Output every record word for word.

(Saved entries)
........

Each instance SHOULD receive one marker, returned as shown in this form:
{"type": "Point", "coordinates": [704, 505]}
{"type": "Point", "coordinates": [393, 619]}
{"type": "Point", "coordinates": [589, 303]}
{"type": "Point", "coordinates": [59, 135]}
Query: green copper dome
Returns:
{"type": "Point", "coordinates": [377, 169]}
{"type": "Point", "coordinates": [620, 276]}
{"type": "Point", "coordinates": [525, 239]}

........

» **TASK RESPONSE**:
Each instance SHOULD receive one marker, returned as shown in this form:
{"type": "Point", "coordinates": [704, 505]}
{"type": "Point", "coordinates": [393, 619]}
{"type": "Point", "coordinates": [589, 303]}
{"type": "Point", "coordinates": [59, 135]}
Query: green copper dome
Returns:
{"type": "Point", "coordinates": [377, 169]}
{"type": "Point", "coordinates": [620, 276]}
{"type": "Point", "coordinates": [525, 239]}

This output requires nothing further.